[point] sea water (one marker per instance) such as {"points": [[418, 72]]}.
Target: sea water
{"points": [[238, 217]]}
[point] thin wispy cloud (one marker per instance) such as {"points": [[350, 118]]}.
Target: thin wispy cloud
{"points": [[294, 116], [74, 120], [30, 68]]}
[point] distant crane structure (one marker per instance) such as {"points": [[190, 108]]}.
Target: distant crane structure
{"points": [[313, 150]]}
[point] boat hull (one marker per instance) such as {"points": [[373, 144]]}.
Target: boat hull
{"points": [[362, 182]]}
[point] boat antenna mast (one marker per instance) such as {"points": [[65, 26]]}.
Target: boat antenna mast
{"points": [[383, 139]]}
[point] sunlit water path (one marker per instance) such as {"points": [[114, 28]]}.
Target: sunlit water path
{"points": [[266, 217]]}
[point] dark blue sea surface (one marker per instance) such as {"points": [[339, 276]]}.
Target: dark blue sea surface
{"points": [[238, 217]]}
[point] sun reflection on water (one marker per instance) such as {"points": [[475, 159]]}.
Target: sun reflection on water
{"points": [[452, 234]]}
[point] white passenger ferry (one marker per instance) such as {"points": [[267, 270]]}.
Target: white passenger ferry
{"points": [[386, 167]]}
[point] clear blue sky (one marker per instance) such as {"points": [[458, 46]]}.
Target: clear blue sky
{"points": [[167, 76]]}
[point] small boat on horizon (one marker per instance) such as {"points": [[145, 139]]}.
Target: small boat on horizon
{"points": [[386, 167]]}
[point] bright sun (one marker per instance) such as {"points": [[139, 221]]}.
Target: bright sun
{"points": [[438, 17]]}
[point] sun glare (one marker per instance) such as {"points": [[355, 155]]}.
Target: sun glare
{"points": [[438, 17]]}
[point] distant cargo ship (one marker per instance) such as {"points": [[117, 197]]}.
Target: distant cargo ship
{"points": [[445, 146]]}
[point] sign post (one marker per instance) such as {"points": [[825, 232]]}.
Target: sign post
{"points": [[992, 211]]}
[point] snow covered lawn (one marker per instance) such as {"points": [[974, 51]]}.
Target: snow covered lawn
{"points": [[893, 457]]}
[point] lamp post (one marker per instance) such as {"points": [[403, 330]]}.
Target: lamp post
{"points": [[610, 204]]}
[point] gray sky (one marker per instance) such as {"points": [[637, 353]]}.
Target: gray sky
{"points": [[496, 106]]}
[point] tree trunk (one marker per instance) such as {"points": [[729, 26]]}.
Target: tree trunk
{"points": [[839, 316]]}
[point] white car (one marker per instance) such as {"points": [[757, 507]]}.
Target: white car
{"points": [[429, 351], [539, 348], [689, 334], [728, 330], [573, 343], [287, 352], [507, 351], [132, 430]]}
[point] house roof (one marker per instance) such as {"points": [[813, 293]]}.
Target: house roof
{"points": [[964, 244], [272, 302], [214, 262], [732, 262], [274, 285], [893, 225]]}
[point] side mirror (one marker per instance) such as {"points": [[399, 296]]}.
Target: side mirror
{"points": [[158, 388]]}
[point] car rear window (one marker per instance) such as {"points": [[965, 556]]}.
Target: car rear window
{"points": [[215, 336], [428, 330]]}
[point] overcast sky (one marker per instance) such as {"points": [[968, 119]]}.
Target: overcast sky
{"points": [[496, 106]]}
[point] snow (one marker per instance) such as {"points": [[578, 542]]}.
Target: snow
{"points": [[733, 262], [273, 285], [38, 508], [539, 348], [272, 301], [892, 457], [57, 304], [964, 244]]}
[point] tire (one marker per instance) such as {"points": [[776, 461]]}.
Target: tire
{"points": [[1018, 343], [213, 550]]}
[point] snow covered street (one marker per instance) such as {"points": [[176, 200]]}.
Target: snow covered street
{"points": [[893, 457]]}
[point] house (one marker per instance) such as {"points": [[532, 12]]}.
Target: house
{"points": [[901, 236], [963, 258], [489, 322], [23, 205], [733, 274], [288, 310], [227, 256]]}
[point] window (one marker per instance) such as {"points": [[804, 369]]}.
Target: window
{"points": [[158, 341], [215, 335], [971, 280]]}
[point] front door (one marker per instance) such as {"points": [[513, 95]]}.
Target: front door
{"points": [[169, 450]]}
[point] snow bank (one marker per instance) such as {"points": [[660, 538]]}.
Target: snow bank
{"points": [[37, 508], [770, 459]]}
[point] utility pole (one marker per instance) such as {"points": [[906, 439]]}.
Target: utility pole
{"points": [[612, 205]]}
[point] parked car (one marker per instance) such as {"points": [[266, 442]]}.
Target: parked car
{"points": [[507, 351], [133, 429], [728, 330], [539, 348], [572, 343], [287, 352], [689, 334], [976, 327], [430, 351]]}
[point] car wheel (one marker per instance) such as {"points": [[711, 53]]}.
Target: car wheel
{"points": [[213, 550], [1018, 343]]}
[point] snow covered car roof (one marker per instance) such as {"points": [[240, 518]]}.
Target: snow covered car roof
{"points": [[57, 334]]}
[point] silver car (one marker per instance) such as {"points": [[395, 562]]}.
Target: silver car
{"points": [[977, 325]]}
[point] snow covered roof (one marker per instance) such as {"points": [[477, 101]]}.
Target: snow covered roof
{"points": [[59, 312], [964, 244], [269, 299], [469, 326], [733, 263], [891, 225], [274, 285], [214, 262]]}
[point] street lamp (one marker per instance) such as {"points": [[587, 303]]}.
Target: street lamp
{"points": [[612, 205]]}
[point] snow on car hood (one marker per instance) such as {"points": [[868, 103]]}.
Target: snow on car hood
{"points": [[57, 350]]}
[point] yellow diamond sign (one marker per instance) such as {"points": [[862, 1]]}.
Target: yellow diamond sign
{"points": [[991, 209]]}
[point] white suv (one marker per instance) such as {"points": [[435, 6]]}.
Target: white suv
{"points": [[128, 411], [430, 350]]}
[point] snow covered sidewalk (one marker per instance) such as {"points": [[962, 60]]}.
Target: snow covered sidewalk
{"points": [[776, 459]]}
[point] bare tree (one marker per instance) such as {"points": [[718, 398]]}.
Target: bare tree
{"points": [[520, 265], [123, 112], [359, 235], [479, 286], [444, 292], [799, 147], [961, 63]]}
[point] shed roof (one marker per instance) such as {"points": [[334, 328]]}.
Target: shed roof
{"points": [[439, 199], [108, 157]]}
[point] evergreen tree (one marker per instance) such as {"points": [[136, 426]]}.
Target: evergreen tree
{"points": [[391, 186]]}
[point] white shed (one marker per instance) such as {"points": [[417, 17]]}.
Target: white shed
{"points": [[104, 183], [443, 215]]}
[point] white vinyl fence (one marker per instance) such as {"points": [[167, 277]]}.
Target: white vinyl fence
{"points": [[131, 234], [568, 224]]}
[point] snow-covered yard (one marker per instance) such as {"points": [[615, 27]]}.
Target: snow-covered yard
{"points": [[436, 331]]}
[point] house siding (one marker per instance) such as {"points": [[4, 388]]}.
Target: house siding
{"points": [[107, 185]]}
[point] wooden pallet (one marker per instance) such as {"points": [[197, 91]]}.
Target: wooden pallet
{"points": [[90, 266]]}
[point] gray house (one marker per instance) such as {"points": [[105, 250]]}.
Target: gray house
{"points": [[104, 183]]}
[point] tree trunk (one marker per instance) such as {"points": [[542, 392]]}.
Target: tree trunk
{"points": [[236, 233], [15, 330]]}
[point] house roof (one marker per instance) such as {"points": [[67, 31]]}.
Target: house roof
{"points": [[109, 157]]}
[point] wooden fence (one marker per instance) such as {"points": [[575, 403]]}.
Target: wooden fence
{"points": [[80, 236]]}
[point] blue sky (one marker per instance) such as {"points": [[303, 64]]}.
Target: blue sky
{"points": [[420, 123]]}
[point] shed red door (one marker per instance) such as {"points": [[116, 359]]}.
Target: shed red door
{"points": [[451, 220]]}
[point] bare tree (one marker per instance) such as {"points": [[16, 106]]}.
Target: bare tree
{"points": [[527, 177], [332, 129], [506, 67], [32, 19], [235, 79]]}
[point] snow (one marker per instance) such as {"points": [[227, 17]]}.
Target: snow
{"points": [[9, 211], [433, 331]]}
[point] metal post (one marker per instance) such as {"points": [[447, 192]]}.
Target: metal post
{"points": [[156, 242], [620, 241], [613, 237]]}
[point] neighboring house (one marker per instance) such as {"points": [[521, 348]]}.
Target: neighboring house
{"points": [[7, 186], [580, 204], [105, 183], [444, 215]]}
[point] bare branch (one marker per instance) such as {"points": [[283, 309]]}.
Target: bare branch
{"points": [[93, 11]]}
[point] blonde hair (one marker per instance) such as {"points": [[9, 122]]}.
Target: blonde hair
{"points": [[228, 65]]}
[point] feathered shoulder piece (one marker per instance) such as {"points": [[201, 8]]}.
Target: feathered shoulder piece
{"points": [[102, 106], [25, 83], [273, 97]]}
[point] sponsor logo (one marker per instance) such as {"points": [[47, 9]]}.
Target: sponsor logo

# [Work instructions]
Rewrite the records from the line containing "[point] blonde hair" through the end of the records, inclusive, replacing "shoulder piece" with "shoulder pad" and leaving everything else unchanged.

# [Exercise response]
[point] blonde hair (one marker per instance) such as {"points": [[9, 122]]}.
Target: blonde hair
{"points": [[228, 65]]}
[point] feathered shoulder pad (one marker per instance) such as {"points": [[201, 8]]}.
Target: feathered shoulder pad
{"points": [[102, 106], [25, 83], [273, 97]]}
[point] sponsor logo (one marker per instance) such as {"points": [[47, 9]]}.
Target: sponsor logo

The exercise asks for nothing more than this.